# [WORK INSTRUCTIONS]
Check every line of the records below for the string "window" and copy the ones that have it.

# [Collected data]
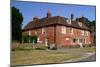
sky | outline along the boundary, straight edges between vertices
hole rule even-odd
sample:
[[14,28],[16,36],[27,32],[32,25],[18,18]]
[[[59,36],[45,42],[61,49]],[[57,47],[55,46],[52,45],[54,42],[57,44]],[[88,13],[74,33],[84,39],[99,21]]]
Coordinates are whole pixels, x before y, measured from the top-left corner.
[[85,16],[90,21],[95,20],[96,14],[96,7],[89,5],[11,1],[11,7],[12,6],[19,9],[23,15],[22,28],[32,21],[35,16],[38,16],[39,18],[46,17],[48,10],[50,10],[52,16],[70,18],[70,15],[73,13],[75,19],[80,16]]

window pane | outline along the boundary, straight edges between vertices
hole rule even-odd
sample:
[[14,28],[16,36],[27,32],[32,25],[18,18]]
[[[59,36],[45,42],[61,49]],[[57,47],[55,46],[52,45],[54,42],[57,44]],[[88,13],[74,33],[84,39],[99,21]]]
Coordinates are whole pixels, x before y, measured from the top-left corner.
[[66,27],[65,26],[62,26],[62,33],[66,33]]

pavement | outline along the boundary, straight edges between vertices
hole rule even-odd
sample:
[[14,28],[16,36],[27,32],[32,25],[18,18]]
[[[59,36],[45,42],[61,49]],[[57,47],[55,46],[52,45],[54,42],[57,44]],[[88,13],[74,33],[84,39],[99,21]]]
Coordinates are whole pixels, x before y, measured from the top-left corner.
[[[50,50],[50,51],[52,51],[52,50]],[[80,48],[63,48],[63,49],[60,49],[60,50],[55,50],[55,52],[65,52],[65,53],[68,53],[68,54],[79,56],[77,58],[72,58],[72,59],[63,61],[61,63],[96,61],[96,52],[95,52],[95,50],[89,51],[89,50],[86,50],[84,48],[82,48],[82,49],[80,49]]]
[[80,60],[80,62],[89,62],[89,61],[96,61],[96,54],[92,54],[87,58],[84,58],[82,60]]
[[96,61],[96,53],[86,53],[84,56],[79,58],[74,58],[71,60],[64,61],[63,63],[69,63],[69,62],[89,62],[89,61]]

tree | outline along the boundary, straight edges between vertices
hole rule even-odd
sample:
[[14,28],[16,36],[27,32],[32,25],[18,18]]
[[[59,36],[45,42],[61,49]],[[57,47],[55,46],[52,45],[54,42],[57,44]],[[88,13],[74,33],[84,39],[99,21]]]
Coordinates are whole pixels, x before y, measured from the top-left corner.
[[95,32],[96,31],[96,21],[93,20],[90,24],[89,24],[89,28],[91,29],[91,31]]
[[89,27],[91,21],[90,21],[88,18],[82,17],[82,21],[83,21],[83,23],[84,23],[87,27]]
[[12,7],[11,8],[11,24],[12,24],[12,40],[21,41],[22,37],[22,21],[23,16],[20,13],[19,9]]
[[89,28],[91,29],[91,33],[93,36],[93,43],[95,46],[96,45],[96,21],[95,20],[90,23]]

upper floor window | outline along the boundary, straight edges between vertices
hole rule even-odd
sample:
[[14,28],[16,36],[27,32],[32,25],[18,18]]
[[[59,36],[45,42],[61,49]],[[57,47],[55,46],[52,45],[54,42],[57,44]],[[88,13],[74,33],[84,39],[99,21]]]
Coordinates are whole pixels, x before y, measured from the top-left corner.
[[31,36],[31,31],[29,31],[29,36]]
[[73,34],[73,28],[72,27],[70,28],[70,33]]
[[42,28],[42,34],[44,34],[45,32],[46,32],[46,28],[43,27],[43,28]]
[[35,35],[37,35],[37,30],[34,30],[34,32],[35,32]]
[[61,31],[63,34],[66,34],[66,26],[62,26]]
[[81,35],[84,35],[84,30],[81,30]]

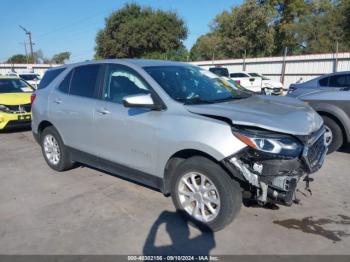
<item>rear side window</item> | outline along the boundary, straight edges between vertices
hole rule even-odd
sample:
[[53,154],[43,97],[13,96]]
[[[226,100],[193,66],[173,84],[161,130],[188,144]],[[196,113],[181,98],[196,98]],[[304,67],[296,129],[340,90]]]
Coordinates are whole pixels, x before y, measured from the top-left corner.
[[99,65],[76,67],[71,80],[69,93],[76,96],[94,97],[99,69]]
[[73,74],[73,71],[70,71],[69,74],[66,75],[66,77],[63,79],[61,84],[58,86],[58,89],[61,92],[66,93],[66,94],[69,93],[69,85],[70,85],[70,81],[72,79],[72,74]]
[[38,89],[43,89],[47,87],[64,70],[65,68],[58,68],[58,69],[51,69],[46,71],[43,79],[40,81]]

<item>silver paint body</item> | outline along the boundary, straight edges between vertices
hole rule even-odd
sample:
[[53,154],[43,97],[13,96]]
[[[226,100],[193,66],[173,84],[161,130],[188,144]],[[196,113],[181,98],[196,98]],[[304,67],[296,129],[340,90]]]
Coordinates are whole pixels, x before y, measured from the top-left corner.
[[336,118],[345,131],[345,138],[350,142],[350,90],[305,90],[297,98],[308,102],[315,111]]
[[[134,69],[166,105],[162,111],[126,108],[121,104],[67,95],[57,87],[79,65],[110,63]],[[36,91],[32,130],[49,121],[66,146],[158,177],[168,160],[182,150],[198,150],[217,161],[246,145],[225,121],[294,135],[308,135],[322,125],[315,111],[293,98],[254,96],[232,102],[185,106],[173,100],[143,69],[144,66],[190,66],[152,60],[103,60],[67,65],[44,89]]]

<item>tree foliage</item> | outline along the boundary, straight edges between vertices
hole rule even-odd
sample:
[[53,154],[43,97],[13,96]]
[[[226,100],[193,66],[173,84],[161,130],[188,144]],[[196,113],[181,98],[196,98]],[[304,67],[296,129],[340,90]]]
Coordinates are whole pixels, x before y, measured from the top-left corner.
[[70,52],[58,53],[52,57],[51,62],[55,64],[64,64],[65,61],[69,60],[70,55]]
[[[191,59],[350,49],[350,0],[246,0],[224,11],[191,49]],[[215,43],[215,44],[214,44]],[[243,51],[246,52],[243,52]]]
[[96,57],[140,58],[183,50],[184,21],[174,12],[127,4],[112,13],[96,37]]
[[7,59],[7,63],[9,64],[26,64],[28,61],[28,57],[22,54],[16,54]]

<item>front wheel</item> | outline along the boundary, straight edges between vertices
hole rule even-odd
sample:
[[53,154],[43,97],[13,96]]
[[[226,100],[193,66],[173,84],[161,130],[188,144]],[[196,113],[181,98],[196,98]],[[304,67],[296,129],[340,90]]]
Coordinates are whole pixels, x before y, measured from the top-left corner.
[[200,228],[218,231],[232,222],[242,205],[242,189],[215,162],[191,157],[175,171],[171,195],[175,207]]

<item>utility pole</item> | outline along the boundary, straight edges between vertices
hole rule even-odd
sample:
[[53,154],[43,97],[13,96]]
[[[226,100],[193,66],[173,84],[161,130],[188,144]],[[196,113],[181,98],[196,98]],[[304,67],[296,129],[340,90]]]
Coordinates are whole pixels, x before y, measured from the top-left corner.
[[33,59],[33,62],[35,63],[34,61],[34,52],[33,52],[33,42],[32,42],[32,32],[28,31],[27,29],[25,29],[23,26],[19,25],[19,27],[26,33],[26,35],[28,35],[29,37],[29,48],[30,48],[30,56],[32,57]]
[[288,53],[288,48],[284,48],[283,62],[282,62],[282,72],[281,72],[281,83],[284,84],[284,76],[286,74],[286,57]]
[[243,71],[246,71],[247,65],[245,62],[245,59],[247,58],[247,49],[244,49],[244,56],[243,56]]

---

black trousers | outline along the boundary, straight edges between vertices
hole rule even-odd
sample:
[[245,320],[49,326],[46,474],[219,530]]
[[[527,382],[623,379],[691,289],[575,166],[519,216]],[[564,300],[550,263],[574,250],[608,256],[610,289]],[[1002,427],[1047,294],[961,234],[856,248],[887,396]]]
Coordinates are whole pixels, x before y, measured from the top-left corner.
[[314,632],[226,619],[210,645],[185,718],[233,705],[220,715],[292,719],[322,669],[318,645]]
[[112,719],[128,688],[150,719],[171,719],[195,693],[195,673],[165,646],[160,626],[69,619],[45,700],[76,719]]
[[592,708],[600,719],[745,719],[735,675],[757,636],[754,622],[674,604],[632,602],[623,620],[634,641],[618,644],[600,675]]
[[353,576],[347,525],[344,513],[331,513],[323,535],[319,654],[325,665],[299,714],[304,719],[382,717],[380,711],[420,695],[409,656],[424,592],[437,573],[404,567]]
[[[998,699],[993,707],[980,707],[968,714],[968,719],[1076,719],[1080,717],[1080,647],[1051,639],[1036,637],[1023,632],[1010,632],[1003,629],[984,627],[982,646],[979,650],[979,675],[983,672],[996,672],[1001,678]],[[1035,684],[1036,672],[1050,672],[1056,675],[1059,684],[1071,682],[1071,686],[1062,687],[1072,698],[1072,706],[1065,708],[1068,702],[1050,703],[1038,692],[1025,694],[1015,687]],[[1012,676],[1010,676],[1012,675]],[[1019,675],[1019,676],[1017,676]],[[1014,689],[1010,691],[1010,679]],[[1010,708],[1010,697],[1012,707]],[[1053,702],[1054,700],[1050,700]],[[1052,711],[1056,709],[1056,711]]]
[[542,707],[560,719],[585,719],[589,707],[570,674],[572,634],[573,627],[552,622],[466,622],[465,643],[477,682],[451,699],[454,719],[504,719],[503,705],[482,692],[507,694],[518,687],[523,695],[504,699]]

# [FINISHED TASK]
window pane | outline along the boundary, straight edges between vertices
upper floor window | outline along the boundary, straight edges between vertices
<item>rear side window</item> | outline along the boundary, straight edges between vertices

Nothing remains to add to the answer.